EXTRACT PROVIDED:

★ ★ ★ ★ ★ ★ ★

Login : Advocate | Client
Home Post Your Case My Account Law College Law Library

Report No. 18

Clause 19

This has been suggested by section 21 of the existing Converts' Marriage Dissolution Act. That section (besides providing that co-habitation is evidence of marriage-a provision which need not be enacted) embodies two presumptions-

(i) Voluntary neglect to cohabit is sufficient evidence of desertion or repudiation and of such desertion, etc. being in consequence of conversion.

(ii) Refusal to cohabit is sufficient evidence of desertion, etc. and of the desertion, etc. being in consequence of the conversion.

[In both cases, the voluntary neglect or refusal should be after the petitioner's conversion and after knowledge thereof by the respondent, and in both cases evidence can be tendered to show some other cause for his refusal or voluntary neglect.]

So far as the first presumption is concerned, it can be broken up into two parts again, namely:-

(a) presumption about voluntary neglect amounting to desertion, and

(b) presumption about voluntary neglect being in consequence of the conversion.

The second presumption can also be similarly broken up. The process would therefore lead to four presumptions, in all, namely:

1. Voluntary neglect proves desertion.

★ ★ ★ ★ ★ ★ ★

STORED ROWS:
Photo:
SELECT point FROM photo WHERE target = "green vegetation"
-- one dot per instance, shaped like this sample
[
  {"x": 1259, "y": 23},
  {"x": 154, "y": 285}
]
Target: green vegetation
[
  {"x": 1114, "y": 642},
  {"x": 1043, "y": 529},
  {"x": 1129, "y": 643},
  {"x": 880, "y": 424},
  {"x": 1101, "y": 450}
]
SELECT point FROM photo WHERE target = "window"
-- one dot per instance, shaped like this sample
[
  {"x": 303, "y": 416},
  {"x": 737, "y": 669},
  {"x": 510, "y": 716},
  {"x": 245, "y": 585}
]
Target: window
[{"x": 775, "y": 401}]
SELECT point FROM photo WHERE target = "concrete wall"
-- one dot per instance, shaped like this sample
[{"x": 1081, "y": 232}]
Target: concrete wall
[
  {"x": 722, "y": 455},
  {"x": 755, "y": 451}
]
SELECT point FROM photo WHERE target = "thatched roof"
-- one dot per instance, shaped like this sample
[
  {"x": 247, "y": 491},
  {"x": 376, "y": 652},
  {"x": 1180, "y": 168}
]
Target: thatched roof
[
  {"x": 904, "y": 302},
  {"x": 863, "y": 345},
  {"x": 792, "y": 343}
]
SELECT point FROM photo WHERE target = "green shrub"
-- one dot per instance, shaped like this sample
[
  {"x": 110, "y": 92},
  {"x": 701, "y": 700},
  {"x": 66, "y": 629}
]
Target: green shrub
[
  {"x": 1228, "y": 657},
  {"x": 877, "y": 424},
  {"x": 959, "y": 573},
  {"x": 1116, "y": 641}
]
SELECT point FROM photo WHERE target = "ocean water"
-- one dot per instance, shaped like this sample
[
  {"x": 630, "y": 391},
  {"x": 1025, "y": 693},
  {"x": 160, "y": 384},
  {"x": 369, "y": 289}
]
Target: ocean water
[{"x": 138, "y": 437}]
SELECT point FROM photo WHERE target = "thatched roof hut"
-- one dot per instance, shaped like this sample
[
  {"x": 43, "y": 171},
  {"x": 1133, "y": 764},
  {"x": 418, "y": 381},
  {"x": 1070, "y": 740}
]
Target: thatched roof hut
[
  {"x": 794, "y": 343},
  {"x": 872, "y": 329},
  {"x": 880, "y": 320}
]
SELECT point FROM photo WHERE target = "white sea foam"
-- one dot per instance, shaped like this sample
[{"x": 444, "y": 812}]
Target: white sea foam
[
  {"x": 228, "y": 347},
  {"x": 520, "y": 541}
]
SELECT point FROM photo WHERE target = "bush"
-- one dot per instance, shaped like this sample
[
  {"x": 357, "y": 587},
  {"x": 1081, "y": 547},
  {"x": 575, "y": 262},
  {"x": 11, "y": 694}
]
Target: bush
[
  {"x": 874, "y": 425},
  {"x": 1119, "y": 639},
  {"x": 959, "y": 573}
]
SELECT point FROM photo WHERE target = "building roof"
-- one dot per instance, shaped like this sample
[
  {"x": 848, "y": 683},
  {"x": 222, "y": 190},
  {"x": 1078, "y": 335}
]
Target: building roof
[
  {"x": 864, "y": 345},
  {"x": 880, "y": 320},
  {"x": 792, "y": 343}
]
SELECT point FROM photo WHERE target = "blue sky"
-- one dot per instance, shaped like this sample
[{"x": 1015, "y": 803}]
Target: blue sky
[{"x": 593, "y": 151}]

★ ★ ★ ★ ★ ★ ★

DIRECTIVE A: According to the Clause 19 text, which provision of existing law suggested this clause?
DIRECTIVE B: Please write out the Clause 19 text from "Report No. 18" up to and including "etc. being in consequence of the conversion.".
DIRECTIVE C: List every menu entry in the navigation line near the top of the Clause 19 text.

REPLY A: Section 21 of the existing Converts' Marriage Dissolution Act.

REPLY B:
Report No. 18

Clause 19

This has been suggested by section 21 of the existing Converts' Marriage Dissolution Act. That section (besides providing that co-habitation is evidence of marriage-a provision which need not be enacted) embodies two presumptions-

(i) Voluntary neglect to cohabit is sufficient evidence of desertion or repudiation and of such desertion, etc. being in consequence of conversion.

(ii) Refusal to cohabit is sufficient evidence of desertion, etc. and of the desertion, etc. being in consequence of the conversion.

REPLY C: Home, Post Your Case, My Account, Law College, Law Library